**Exercise instructions:** Rewrite the data below, starting with the line that contains "Reviewer check: make sure each instance of the silver" and going on through the end of the data, adding 32 to every coordinate value. Keep all the text lines of that stretch in the answer, but leave out the pictures.

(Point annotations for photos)
• • • • • • •

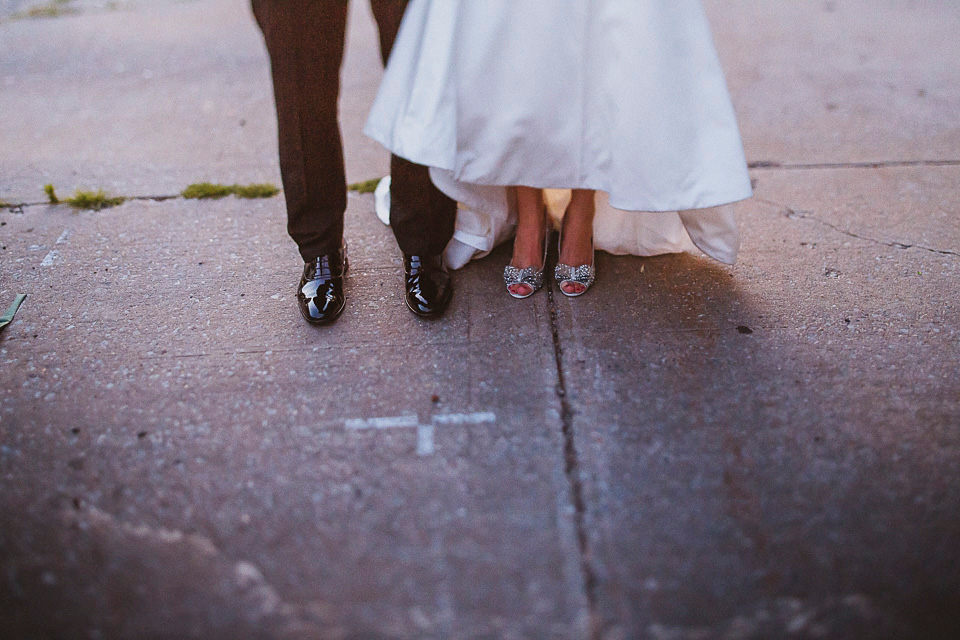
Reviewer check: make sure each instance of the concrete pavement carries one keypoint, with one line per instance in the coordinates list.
(690, 452)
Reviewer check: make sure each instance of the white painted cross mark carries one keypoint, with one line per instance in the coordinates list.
(424, 431)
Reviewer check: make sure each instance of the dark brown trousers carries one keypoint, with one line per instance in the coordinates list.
(305, 40)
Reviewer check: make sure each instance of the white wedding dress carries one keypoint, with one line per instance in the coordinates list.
(623, 96)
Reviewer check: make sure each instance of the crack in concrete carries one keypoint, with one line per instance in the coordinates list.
(572, 472)
(881, 164)
(18, 207)
(795, 214)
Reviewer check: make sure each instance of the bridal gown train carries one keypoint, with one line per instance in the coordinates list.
(623, 96)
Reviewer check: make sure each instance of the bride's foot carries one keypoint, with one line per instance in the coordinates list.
(575, 270)
(524, 275)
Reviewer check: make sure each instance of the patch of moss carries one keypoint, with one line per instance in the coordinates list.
(94, 200)
(255, 190)
(51, 194)
(206, 190)
(202, 190)
(367, 186)
(53, 9)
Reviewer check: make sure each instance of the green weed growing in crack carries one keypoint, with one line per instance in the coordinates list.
(367, 186)
(52, 9)
(94, 200)
(51, 194)
(202, 190)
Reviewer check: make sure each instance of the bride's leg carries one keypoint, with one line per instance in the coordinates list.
(528, 244)
(577, 235)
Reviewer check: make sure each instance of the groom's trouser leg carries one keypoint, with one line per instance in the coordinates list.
(305, 40)
(421, 216)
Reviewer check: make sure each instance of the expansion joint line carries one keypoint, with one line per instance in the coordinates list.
(572, 472)
(794, 214)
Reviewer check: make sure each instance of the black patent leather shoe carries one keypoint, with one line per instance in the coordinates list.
(320, 297)
(427, 284)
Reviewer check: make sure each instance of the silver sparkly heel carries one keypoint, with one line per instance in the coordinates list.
(530, 276)
(583, 274)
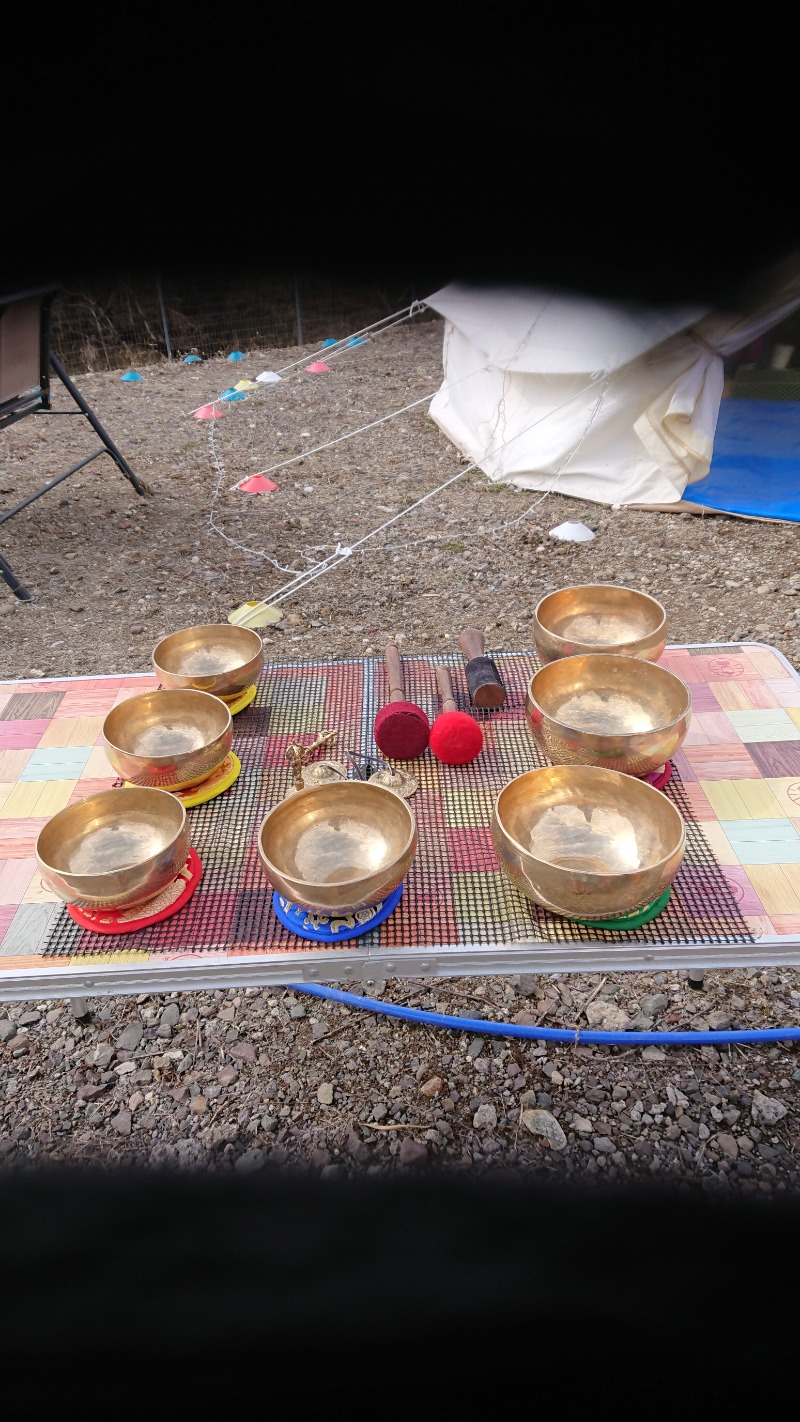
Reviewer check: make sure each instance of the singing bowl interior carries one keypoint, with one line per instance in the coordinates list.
(168, 737)
(338, 846)
(114, 848)
(587, 842)
(600, 617)
(594, 707)
(216, 657)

• • • • • • •

**Written response:**
Reviewer check: make sure each instance of the silver sparkly heel carries one keypoint, with one line per instance in the coordinates list.
(562, 308)
(615, 306)
Reviewer check: make sure each instance of the singing bowl interior carries one keypoint, with one line per instance in the coordinates list.
(200, 769)
(370, 878)
(146, 880)
(619, 874)
(632, 649)
(626, 739)
(248, 689)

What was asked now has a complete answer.